Ponto festejativo em minha cidade, significa muitas pessoas indo ao Paraguai- distante daqui 130 km-  comprar umas muambinhas básicas, que aquilo lá é um paraíso de utilidades e inutilidades domésticas, aparelhos eletrônicos, artigos para decoração, tudo vindo da China e agora nos últimos tempos, do Brasil. Compra-se lá o mesmo artigo que se compra aqui, com um preço bem mais acessível. Coisas do comércio exterior, que eu não entendo, mas abomino. E compro. 

E fomos: Ivo, eu e Moacir. Moacir é nosso vizinho, quase um  irmão. No caminho, começamos pelas fofocas da cidade, pelas coisas tristes e alegres que ocorreram com a nossa gente, e depois que se esgota o mais rasinho, vamos nos aprofundando: política, saúde, filosofia, e Deus. 

Sempre tenho que estar preparada para as indagações nada fáceis que Moacir me faz, pelo caminho,  a respeito da Bíblia. Moacir é um leitor convicto da Palavra de Deus, mas quando tropeça em algum fato que não combina com a idéia que tem de Deus, ele me chama para resolver. E eu nem sempre sei como resolver, porque Deus não se resolve, Deus se complica de um jeito gostoso. O jeito gostoso do complicado de Deus é assim como quando uma criança está à beira de um abismo e o pai abre os braços e lhe diz: Não tenha medo, venha! E ela se solta, sem fazer cálculos. Tem hora que não entendo Deus, mas rodeada de abismos, eu me jogo em seus braços:  Maior seria o risco de querer entendê-lo do que simplesmente abraçá-lo. E assim nos abraçamos.

§ **Registros de dados**:
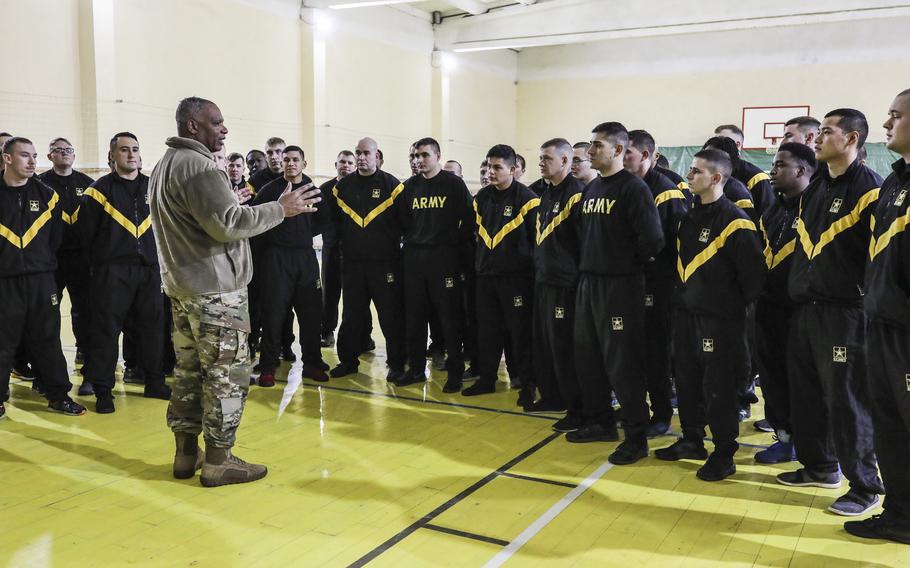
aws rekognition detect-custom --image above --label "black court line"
[303,382,559,422]
[499,471,578,489]
[349,432,562,568]
[421,523,509,546]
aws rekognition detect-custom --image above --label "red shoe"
[303,365,329,383]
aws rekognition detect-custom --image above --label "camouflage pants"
[167,290,250,448]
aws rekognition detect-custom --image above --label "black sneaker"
[461,381,496,396]
[695,452,736,481]
[566,424,619,444]
[524,399,566,414]
[385,368,404,383]
[123,367,145,385]
[142,385,171,400]
[95,393,117,414]
[607,439,648,465]
[47,397,85,416]
[13,363,35,381]
[844,511,910,544]
[654,438,708,461]
[553,414,585,434]
[645,420,670,439]
[329,363,359,379]
[395,369,427,387]
[777,467,840,489]
[828,489,881,517]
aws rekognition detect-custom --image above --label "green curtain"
[660,142,900,178]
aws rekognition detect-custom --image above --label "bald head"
[354,138,379,176]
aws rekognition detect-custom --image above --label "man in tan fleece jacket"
[149,97,320,487]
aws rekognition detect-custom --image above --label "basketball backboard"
[743,105,809,150]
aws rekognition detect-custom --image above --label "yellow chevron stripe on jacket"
[474,197,540,249]
[746,172,771,190]
[869,209,910,260]
[332,183,404,228]
[676,219,756,282]
[796,187,881,260]
[528,193,581,246]
[82,187,152,239]
[0,192,60,248]
[654,189,686,206]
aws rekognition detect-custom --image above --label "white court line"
[484,461,613,568]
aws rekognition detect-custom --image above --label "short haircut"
[3,136,34,154]
[487,144,518,166]
[591,122,629,147]
[777,142,818,173]
[784,116,822,132]
[48,134,73,150]
[284,144,306,160]
[629,130,657,156]
[714,124,746,138]
[111,132,139,151]
[414,137,442,154]
[702,136,739,164]
[825,108,869,148]
[695,148,733,182]
[174,97,215,126]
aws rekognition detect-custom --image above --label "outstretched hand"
[278,182,322,217]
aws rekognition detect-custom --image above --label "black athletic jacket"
[247,167,284,195]
[474,180,540,277]
[677,197,766,319]
[331,170,404,260]
[38,170,95,255]
[253,175,327,284]
[575,170,664,276]
[864,159,910,329]
[75,172,158,266]
[643,168,689,280]
[395,170,474,251]
[759,195,799,307]
[534,174,584,288]
[733,160,775,220]
[788,160,882,306]
[0,174,63,278]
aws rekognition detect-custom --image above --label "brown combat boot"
[174,432,205,479]
[200,447,269,487]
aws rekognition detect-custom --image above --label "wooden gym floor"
[0,296,910,567]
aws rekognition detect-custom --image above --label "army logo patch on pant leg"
[833,345,847,363]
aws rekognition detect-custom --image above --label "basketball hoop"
[765,137,780,156]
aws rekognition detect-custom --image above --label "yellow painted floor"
[0,300,910,567]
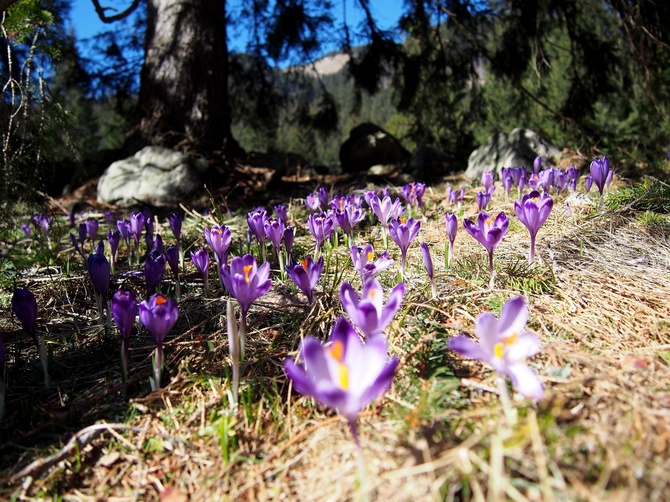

§ **Tarefas propostas**:
1. Transcreva do texto sobre a ida ao Paraguai a passagem que começa em "Ponto festejativo em" e termina em "filosofia, e Deus.".
2. Dê continuidade ao texto sobre a ida ao Paraguai a partir da última frase apresentada.

§ **Resultados das tarefas**:
1.
Ponto festejativo em minha cidade, significa muitas pessoas indo ao Paraguai- distante daqui 130 km-  comprar umas muambinhas básicas, que aquilo lá é um paraíso de utilidades e inutilidades domésticas, aparelhos eletrônicos, artigos para decoração, tudo vindo da China e agora nos últimos tempos, do Brasil. Compra-se lá o mesmo artigo que se compra aqui, com um preço bem mais acessível. Coisas do comércio exterior, que eu não entendo, mas abomino. E compro. 

E fomos: Ivo, eu e Moacir. Moacir é nosso vizinho, quase um  irmão. No caminho, começamos pelas fofocas da cidade, pelas coisas tristes e alegres que ocorreram com a nossa gente, e depois que se esgota o mais rasinho, vamos nos aprofundando: política, saúde, filosofia, e Deus.

2.
Outro assunto que abordamos com frequência, e que deriva desse, é sobre a antiguidade da terra, as galáxias, a via Láctea, o buraco negro e a origem do homem. Ninguém ali é cientista, mas todo mundo dá pitaco.  Ivo é o mais cientificamente correto porque não gosta de ler, mas em compensação, assiste a muitos documentários.  O buraco negro é a sua grande fascinação.  Moacir não aceita a ciência, só a religião. E eu tomo a posição de defender Moacir - mesmo me parecendo que ambas não se antagonizam- porque sinto que a sua fé, tão desprovida de argumentos científicos, é muito mais relevante do que as provas com carbono 14, que Ivo teima em nos inflingir.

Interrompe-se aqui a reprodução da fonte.